Work to be completed
Exact repetition of every record is required.

Saved entries
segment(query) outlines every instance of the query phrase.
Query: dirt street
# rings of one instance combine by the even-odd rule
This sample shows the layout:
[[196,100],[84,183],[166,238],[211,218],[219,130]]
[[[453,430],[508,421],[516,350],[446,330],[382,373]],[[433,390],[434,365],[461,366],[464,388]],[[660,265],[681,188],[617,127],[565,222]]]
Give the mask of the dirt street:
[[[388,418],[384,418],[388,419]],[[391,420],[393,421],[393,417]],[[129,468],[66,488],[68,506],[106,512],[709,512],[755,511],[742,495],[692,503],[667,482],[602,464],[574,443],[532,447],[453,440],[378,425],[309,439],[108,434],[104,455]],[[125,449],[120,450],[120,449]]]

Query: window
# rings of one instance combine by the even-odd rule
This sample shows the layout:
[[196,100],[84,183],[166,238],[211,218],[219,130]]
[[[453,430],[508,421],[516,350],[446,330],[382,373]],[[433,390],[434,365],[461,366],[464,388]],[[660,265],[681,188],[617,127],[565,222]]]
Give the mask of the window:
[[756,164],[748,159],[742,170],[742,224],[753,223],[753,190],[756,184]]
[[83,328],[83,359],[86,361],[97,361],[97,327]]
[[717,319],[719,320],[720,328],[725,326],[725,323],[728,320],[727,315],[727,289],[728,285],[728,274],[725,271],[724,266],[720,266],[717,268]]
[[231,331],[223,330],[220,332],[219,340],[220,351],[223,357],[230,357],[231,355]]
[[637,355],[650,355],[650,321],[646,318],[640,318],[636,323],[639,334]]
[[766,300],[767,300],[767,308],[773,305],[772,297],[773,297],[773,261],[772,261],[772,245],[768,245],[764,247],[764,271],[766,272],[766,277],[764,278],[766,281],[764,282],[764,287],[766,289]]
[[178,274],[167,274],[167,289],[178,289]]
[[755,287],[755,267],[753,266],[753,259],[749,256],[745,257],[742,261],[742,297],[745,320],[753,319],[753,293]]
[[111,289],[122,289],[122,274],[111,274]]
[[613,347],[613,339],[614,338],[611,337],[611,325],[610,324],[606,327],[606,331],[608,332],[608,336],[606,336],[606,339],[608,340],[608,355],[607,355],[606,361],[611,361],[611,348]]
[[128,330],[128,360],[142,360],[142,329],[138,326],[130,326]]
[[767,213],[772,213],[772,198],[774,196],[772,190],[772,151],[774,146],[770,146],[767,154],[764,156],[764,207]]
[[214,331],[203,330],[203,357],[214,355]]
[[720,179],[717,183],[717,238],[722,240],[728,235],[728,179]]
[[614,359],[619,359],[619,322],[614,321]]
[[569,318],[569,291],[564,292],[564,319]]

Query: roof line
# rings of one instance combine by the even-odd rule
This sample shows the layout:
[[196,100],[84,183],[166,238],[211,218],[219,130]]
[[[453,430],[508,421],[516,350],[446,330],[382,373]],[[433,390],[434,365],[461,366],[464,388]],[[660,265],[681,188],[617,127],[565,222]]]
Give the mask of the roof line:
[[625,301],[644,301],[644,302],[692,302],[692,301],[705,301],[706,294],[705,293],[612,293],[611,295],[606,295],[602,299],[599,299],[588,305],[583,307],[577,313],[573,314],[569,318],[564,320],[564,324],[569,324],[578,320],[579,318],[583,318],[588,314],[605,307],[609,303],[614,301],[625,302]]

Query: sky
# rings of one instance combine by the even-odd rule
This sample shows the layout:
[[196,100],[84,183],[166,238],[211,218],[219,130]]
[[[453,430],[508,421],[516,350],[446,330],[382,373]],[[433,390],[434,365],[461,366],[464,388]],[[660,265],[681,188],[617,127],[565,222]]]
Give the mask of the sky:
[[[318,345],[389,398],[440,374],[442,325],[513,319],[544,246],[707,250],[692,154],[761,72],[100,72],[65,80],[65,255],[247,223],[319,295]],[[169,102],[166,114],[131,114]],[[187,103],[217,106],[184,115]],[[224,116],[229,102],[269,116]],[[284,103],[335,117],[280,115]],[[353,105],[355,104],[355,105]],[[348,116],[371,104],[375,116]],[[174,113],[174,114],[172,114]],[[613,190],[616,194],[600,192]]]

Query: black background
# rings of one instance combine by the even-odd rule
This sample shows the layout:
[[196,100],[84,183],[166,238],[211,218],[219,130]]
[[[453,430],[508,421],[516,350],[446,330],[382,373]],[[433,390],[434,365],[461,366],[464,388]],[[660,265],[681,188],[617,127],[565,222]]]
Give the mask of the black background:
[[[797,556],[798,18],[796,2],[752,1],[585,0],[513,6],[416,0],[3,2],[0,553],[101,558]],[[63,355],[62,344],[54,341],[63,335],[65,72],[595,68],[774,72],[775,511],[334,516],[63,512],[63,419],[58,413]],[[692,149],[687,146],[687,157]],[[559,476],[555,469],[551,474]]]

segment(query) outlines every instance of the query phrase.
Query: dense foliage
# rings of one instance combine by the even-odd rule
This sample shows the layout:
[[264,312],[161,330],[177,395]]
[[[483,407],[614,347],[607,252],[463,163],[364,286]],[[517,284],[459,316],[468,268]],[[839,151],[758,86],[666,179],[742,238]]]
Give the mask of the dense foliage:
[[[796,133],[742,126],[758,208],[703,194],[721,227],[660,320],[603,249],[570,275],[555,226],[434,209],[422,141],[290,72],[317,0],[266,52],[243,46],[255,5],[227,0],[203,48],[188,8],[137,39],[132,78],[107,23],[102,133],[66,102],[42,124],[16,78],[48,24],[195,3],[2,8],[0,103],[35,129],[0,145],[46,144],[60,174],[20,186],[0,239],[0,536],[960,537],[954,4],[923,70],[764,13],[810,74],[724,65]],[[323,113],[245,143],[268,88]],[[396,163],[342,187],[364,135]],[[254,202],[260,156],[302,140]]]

Written solution
segment(query) outlines every instance of the query phrase.
Query: dirt street
# rings of one instance combine by the even-odd rule
This sample shows the layout:
[[196,100],[84,183],[166,238],[211,218],[219,130]]
[[[453,430],[508,421],[516,350],[446,330],[382,373]],[[433,390],[434,365],[461,366],[464,388]],[[660,265],[681,188],[617,127],[565,222]]]
Give the mask of the dirt street:
[[[388,418],[384,418],[388,419]],[[391,420],[393,421],[393,417]],[[129,468],[66,488],[68,506],[106,512],[709,512],[755,511],[742,495],[692,503],[667,482],[602,464],[574,443],[532,447],[453,440],[378,425],[309,439],[108,434],[104,455]],[[125,449],[120,450],[120,449]]]

Query: window
# rings of one instance combine by the even-odd rule
This sample shows the layout:
[[196,100],[84,183],[166,238],[211,218],[219,130]]
[[[453,430],[508,421],[516,350],[446,330],[382,373]],[[433,390],[434,365],[461,366],[464,388]],[[660,265],[681,188],[617,127],[565,222]]]
Give the mask of the window:
[[756,164],[748,159],[742,170],[742,224],[753,223],[753,190],[756,184]]
[[83,328],[83,359],[86,361],[97,361],[97,327]]
[[717,319],[719,320],[720,328],[725,326],[725,323],[728,320],[727,315],[727,289],[728,285],[728,274],[725,271],[724,266],[720,266],[717,268]]
[[231,331],[223,330],[220,332],[219,340],[220,351],[223,357],[230,357],[231,355]]
[[637,355],[650,355],[650,321],[646,318],[640,318],[636,323],[639,334]]
[[766,300],[767,300],[767,308],[773,305],[772,297],[773,297],[773,261],[772,261],[772,245],[768,245],[764,247],[764,271],[766,272],[766,277],[764,278],[766,281],[764,282],[764,287],[766,289]]
[[178,274],[167,274],[167,289],[178,289]]
[[755,287],[755,267],[753,266],[753,259],[749,256],[745,257],[742,261],[742,297],[745,320],[753,319],[753,293]]
[[111,289],[122,289],[122,274],[111,274]]
[[613,347],[613,339],[614,338],[611,337],[611,325],[610,324],[606,327],[606,331],[608,332],[608,336],[606,336],[606,339],[608,340],[608,355],[607,355],[606,361],[611,361],[611,348]]
[[128,330],[128,360],[142,360],[142,329],[138,326],[130,326]]
[[767,213],[772,213],[772,198],[774,196],[772,190],[772,151],[774,146],[770,146],[767,154],[764,156],[764,207]]
[[214,331],[203,330],[203,357],[214,355]]
[[720,179],[717,183],[717,238],[722,240],[728,235],[728,179]]
[[614,359],[619,359],[619,322],[614,321]]
[[569,318],[569,291],[564,292],[564,319]]

Query: roof line
# rings of one instance combine by the even-odd rule
This sample shows the layout:
[[196,100],[84,183],[166,238],[211,218],[219,130]]
[[[453,430],[508,421],[516,350],[446,330],[382,373]],[[433,390],[434,365],[461,366],[464,388]],[[660,265],[681,188],[617,127],[565,222]]]
Give the mask of the roof line:
[[625,301],[644,301],[644,302],[692,302],[692,301],[705,301],[706,294],[705,293],[612,293],[611,295],[606,295],[602,299],[599,299],[588,305],[583,307],[577,313],[573,314],[569,318],[564,320],[564,324],[569,324],[578,320],[579,318],[583,318],[588,314],[605,307],[609,303],[614,301],[625,302]]

Query: sky
# rings of one instance combine by the even-odd rule
This sample shows the layout:
[[196,100],[84,183],[166,238],[211,218],[219,130]]
[[[453,430],[508,421],[516,350],[446,330],[382,373]],[[433,390],[434,365],[461,366],[464,388]],[[660,265],[681,188],[617,127],[565,222]]]
Give the mask of the sky:
[[[318,345],[389,398],[440,374],[442,325],[513,319],[544,246],[707,250],[692,154],[761,72],[100,72],[65,80],[65,255],[247,223],[319,295]],[[169,102],[166,114],[131,114]],[[187,103],[217,106],[184,115]],[[224,116],[229,102],[269,116]],[[284,103],[335,117],[280,115]],[[353,105],[355,104],[355,105]],[[348,116],[371,104],[375,116]],[[174,113],[174,114],[172,114]],[[613,190],[616,194],[600,192]]]

Query: black background
# rings of one instance combine by the even-odd rule
This sample shows the layout:
[[196,100],[84,183],[166,238],[211,218],[219,130]]
[[[453,430],[508,421],[516,350],[446,330],[382,373]],[[433,390],[434,365],[461,366],[464,388]],[[660,265],[681,188],[617,127],[565,222]]]
Give the mask of the black background:
[[[797,556],[798,18],[796,2],[752,1],[585,0],[513,6],[416,0],[3,2],[0,553],[101,558]],[[63,355],[62,344],[54,341],[63,335],[65,72],[595,68],[774,72],[775,511],[334,516],[63,512],[63,419],[58,413]],[[692,149],[687,146],[687,157]],[[559,476],[555,469],[551,474]]]

segment(query) outlines every instance of the query phrase.
Query: dense foliage
# rings of one instance combine by the even-odd rule
This sample shows the layout:
[[264,312],[161,330],[177,395]]
[[[483,407],[614,347],[607,252],[463,163],[364,286]],[[517,284],[459,316],[468,268]],[[839,151],[758,86],[666,179],[742,238]]]
Give the mask of the dense foliage:
[[[796,133],[742,126],[758,208],[703,194],[721,227],[660,320],[603,249],[570,275],[555,226],[434,209],[422,141],[290,72],[317,0],[266,52],[243,46],[255,5],[227,0],[203,48],[188,8],[137,39],[132,78],[107,23],[102,133],[66,102],[42,124],[16,78],[48,24],[195,3],[2,8],[0,103],[35,129],[0,145],[46,144],[60,174],[20,186],[0,239],[0,536],[960,537],[954,4],[923,70],[764,13],[810,74],[724,65]],[[323,113],[245,143],[268,88]],[[396,163],[342,187],[364,135]],[[254,202],[260,156],[302,140]]]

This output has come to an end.